▶ _Yapılacak iş_
Aşağıdaki okuma parçasına göre antrenör Abbondanza sahaya ortadan kaç oyuncuyla çıktı?

▶ _Okuma parçası_

————————

Ancak orta oyuncu tercihimi bu maç için çabuk oyuncu yerine, blokta daha yüksek Kübra'dan yana kullanırdım. Çünkü karşı da Montano gibi blok üstü vurmayı iyi bilen bir smaçör karşısında Kübra'nın daha başarılı olacağını düşünüyorum. Montano yüksek toplarla geldiği için, Kübra köşelere yetişmekte zorlanmaz, net blok yapamasa da, en azından topları sektirip defansın işini kolaylaştırır, mantığına sığınırdım.
Elimde detaylı oyun istatistiği olmadığı için ilk iki set oynayan Bahar'ın mı, 3 ve 4. setlerde görev yapan Kübra'nın mı blokta daha çok top sektirdiğini bilemiyorum. Aslında bilmeyi de çok isterdim. Öğrenebilirsem sizinle de paylaşırım.
FENERBAHÇE GRUNDİG KADROSU
Cumartesi günü ısınmayı seyrederken, Fenerbahçe'nin sahaya sürülen kadrosu beni çok şaşırttı.
Nedeni de antrenör Abbondanza'nın 4 numaradan 2 (Kim- Meliha), ortadan ise 4 oyuncuyla (Eda- Bauer- Dicle- Gökçen) sahaya çıkmasıydı. 2 pasör (Elif- Ezgi), 2 pasör çaprazı (Montano- Polen), 1 libero (Merve), bir de ikinci libero gibi defans için düşünülen Melis.
Liderliğini korumak için oynayacağın kritik maça sadece 2 köşe oyuncusuyla çıkmak... Bu mantığı anlamak gerçekten zor. Oyuncularından biri sakatlansa veya o günkü gibi iyi oynamasa ne olacak? Sıkıntı nasıl aşılacak?
Yanıtını ünlü İtalyan antrenöre sormayı çok isterdim. Çünkü bu tercih Fenerbahçe'ye pahalıya patladı. Hücumda eksik olmasına karşın, servise karşı manşeti iyi olduğu için Hildebrand yerine tercih edelin Meliha sahada kayboldu (4 setlik maçta sadece 5 sayı üretebildi. Hücumda 12 top aldı, 4 sayı buldu, yüzdesi 33. 1 de bloktan sayısı var). Peki servise karşı ne yaptı? Onu da vereyim: 31 kez topla buluştu, 5 direk hata yaptı, yüzdesi 35. İyi manşet % 16.

————————

▶ _Verilen kayıtlar_
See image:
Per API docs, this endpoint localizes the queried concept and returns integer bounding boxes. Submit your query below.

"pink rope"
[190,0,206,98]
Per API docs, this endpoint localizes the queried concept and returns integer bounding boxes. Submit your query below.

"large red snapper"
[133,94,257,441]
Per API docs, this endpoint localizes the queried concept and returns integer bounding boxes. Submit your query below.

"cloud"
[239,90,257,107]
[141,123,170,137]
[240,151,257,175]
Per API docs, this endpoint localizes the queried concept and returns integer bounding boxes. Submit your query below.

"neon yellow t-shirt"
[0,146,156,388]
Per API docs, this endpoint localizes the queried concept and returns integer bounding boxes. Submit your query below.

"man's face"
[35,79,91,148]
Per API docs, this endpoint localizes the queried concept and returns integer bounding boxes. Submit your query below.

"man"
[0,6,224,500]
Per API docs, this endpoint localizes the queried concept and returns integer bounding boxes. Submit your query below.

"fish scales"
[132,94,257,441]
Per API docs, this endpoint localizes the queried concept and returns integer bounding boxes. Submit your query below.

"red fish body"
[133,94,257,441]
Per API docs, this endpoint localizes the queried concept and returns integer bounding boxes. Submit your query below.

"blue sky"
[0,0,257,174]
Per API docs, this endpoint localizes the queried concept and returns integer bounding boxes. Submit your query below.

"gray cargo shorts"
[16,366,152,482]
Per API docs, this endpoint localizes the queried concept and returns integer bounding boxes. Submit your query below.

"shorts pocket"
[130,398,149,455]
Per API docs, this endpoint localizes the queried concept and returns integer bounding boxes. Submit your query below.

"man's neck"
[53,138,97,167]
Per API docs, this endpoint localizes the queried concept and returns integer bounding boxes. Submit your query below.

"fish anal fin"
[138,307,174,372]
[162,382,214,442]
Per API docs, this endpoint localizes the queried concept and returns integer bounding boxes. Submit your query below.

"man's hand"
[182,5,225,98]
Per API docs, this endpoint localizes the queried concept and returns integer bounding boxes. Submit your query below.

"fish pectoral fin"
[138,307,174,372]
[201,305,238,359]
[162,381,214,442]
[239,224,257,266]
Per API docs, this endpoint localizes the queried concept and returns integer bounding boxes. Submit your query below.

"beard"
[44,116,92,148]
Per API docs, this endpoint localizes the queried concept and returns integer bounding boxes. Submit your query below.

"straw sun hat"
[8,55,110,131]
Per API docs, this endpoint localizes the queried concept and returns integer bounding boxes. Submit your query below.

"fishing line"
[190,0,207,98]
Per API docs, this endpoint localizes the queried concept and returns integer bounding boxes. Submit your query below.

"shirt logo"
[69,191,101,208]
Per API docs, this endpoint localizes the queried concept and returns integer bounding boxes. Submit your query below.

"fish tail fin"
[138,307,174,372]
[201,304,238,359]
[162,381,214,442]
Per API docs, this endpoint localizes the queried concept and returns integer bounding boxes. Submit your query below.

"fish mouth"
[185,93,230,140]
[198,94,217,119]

————————

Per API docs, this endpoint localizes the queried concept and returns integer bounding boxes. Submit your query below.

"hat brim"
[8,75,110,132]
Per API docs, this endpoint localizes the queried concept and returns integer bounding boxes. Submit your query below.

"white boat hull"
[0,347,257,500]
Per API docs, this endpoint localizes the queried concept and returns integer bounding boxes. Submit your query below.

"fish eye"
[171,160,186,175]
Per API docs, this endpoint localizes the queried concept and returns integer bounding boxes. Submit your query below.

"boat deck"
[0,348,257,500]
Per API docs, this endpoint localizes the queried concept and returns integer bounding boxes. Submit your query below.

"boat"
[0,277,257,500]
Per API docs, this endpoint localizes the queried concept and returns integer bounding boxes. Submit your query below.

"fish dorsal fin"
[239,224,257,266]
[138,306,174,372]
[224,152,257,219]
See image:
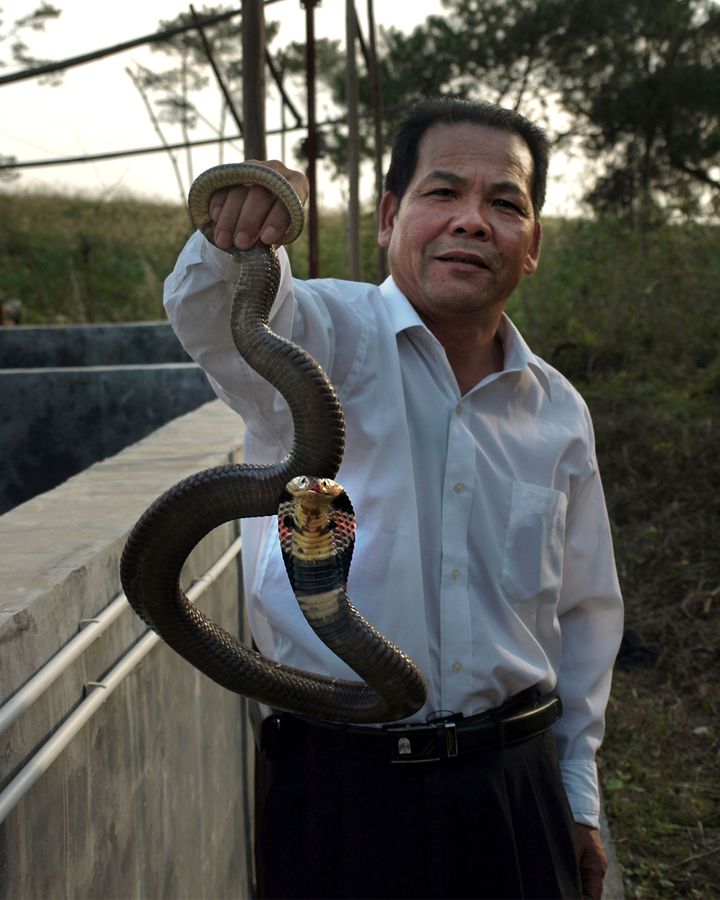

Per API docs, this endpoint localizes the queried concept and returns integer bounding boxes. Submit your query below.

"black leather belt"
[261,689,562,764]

————————

▶ _Örnek çözüm_
Dört oyuncuyla çıktı: Eda, Bauer, Dicle ve Gökçen.